WHAT IS REQUIRED: Return the records exactly, from the first line through the "emit: one GeoJSON" line.

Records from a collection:
※

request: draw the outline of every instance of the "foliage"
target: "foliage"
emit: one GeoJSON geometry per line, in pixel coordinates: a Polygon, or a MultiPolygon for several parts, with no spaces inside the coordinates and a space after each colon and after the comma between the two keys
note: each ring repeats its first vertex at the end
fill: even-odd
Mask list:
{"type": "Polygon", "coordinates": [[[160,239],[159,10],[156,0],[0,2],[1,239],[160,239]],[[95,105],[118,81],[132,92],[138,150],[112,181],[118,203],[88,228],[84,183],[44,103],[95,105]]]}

※

WRITTEN RESPONSE:
request: draw the outline of every instance of the "foliage"
target: "foliage"
emit: one GeoJSON geometry per line, in pixel coordinates: a Polygon, or a MultiPolygon for several parts, with no spaces inside the coordinates and a space after each colon and after the comma between the two keys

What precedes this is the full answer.